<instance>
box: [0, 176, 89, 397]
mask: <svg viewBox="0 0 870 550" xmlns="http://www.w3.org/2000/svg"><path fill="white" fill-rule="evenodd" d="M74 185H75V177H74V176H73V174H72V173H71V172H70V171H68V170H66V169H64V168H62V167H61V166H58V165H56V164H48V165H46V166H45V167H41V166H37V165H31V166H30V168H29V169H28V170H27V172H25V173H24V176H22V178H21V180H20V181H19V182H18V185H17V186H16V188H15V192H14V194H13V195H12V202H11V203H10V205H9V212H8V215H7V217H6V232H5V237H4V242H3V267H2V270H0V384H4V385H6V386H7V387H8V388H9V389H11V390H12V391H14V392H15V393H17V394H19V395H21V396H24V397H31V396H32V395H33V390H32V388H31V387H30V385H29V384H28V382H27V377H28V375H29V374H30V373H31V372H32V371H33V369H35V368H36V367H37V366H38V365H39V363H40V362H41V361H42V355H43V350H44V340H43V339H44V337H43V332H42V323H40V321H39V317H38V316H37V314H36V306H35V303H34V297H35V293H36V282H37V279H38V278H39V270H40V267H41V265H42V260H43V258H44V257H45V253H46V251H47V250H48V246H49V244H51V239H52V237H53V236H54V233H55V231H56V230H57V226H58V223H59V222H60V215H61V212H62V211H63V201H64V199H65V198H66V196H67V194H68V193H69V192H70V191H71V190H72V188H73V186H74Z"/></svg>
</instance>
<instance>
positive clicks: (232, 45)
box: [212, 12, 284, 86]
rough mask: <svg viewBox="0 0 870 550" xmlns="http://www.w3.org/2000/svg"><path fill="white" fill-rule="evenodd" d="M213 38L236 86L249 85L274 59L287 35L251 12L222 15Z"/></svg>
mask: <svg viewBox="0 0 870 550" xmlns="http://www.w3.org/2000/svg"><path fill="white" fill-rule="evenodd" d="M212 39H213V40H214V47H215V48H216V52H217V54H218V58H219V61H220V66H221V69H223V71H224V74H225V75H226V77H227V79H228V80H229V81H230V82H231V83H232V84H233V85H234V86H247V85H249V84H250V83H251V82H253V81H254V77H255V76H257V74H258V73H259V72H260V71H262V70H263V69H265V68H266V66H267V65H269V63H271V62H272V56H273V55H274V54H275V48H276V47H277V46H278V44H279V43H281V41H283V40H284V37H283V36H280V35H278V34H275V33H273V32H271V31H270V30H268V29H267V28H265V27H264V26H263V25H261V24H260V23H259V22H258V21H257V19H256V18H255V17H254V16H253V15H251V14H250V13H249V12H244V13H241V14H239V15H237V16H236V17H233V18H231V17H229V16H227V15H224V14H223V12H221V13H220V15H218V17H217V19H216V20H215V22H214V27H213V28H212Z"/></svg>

···

Work to complete: Your task is to retype the complete material exactly as it was given.

Your solution:
<instance>
box: [0, 176, 89, 397]
mask: <svg viewBox="0 0 870 550" xmlns="http://www.w3.org/2000/svg"><path fill="white" fill-rule="evenodd" d="M74 185H75V177H74V176H73V174H72V173H71V172H70V171H68V170H66V169H64V168H62V167H61V166H58V165H56V164H48V165H46V166H45V167H41V166H37V165H31V166H30V168H29V169H28V170H27V172H25V173H24V176H22V178H21V180H20V181H19V182H18V185H17V186H16V188H15V192H14V194H13V195H12V202H11V203H10V205H9V212H8V215H7V217H6V232H5V237H4V242H3V267H2V270H0V384H4V385H6V386H7V387H8V388H9V389H11V390H12V391H14V392H15V393H17V394H19V395H21V396H24V397H31V396H32V395H33V390H32V388H31V387H30V385H29V384H28V382H27V377H28V375H29V374H30V373H31V372H32V371H33V369H35V368H36V367H37V366H38V365H39V363H40V362H41V361H42V355H43V350H44V340H43V339H44V337H43V332H42V323H40V321H39V317H38V316H37V314H36V306H35V303H34V297H35V293H36V282H37V279H38V278H39V270H40V267H41V265H42V260H43V258H44V257H45V253H46V251H47V250H48V246H49V244H51V239H52V237H53V236H54V233H55V231H56V230H57V226H58V223H59V222H60V215H61V212H62V211H63V201H64V199H65V198H66V196H67V194H68V193H69V192H70V191H71V190H72V188H73V186H74Z"/></svg>
</instance>
<instance>
positive clicks: (232, 45)
box: [212, 12, 284, 86]
rough mask: <svg viewBox="0 0 870 550" xmlns="http://www.w3.org/2000/svg"><path fill="white" fill-rule="evenodd" d="M213 38L236 86L249 85L274 59L287 35L251 12L222 15Z"/></svg>
mask: <svg viewBox="0 0 870 550" xmlns="http://www.w3.org/2000/svg"><path fill="white" fill-rule="evenodd" d="M212 39H213V40H214V47H215V48H216V52H217V54H218V58H219V61H220V66H221V69H223V71H224V74H225V75H226V77H227V79H228V80H229V81H230V82H231V83H232V84H233V85H234V86H247V85H249V84H250V83H251V82H253V81H254V77H255V76H257V74H258V73H259V72H260V71H262V70H263V69H265V68H266V66H267V65H269V63H271V62H272V56H273V55H274V54H275V48H276V47H277V46H278V44H279V43H281V41H283V40H284V37H283V36H280V35H278V34H275V33H273V32H271V31H270V30H268V29H267V28H265V27H264V26H263V25H261V24H260V23H259V22H258V21H257V19H256V18H255V17H254V16H253V15H251V14H250V13H249V12H244V13H241V14H239V15H237V16H236V17H233V18H231V17H229V16H227V15H224V14H223V12H221V13H220V15H218V17H217V19H216V20H215V22H214V27H213V28H212Z"/></svg>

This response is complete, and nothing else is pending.